**WHAT THE TASK REQUIRES**.
Reproduce every entry below precisely. Pictures are excluded from the copy.
begin
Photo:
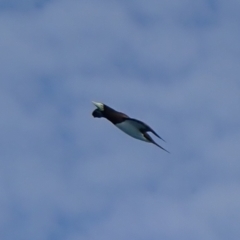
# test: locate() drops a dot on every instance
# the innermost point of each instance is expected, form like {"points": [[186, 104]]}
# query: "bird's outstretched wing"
{"points": [[143, 127], [147, 136]]}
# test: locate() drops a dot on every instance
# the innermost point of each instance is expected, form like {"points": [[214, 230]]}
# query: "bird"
{"points": [[131, 126]]}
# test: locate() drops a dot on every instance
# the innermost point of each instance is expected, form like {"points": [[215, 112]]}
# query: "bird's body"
{"points": [[129, 128], [133, 127]]}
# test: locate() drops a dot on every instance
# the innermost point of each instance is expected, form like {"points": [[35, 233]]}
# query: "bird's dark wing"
{"points": [[143, 127], [148, 137]]}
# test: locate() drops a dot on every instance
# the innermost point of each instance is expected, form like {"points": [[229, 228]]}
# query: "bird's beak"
{"points": [[98, 105]]}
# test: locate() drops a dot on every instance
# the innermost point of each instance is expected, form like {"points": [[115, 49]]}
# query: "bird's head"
{"points": [[99, 111]]}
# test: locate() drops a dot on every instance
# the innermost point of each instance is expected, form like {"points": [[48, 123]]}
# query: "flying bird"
{"points": [[133, 127]]}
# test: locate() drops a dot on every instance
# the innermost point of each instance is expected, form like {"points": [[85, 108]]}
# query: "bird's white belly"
{"points": [[131, 130]]}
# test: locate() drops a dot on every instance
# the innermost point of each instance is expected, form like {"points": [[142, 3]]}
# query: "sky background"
{"points": [[172, 64]]}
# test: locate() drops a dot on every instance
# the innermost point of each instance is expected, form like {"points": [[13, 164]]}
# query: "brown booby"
{"points": [[133, 127]]}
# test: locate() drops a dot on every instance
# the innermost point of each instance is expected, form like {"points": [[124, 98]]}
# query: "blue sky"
end
**OUTPUT OF THE EXERCISE**.
Photo:
# test: locate() drops a dot on every instance
# the innermost point of each instance is expected, form like {"points": [[186, 104]]}
# query: "bird's outstretched wing"
{"points": [[143, 127], [147, 136]]}
# test: locate() drops a dot on every instance
# the innermost point of each instance is expected, form like {"points": [[214, 230]]}
# query: "bird"
{"points": [[131, 126]]}
# test: locate() drops a dot on every instance
# the innermost point of each instance is expected, form like {"points": [[215, 112]]}
# query: "bird's body"
{"points": [[129, 128], [133, 127]]}
# test: locate() drops a dot on every instance
# the innermost point of each instance is expected, form like {"points": [[35, 233]]}
# query: "bird's dark wing"
{"points": [[143, 127], [148, 137]]}
# test: locate() drops a dot on every instance
# the innermost point of each instance is expected, form like {"points": [[229, 228]]}
# query: "bird's beak"
{"points": [[98, 105]]}
# test: locate() drops a dot on every instance
# the innermost point of each instance is expected, form like {"points": [[115, 49]]}
# query: "bird's head"
{"points": [[99, 111]]}
# test: locate() drops a dot on every instance
# the innermost point of each instance is expected, form like {"points": [[48, 123]]}
# query: "flying bird"
{"points": [[133, 127]]}
# test: locate() drops a dot on every instance
# the innermost point of each instance is expected, form like {"points": [[85, 108]]}
# query: "bird's white belly"
{"points": [[131, 130]]}
# test: locate() drops a dot on every instance
# the innermost point of each instance is expected, form like {"points": [[142, 3]]}
# query: "sky background"
{"points": [[172, 64]]}
# test: locate() drops a dot on every instance
# the innermost point of each instance is expected, form like {"points": [[13, 164]]}
# query: "brown booby"
{"points": [[133, 127]]}
# test: locate() drops a dot on every instance
# the innermost point of each instance is expected, form like {"points": [[124, 98]]}
# query: "blue sky"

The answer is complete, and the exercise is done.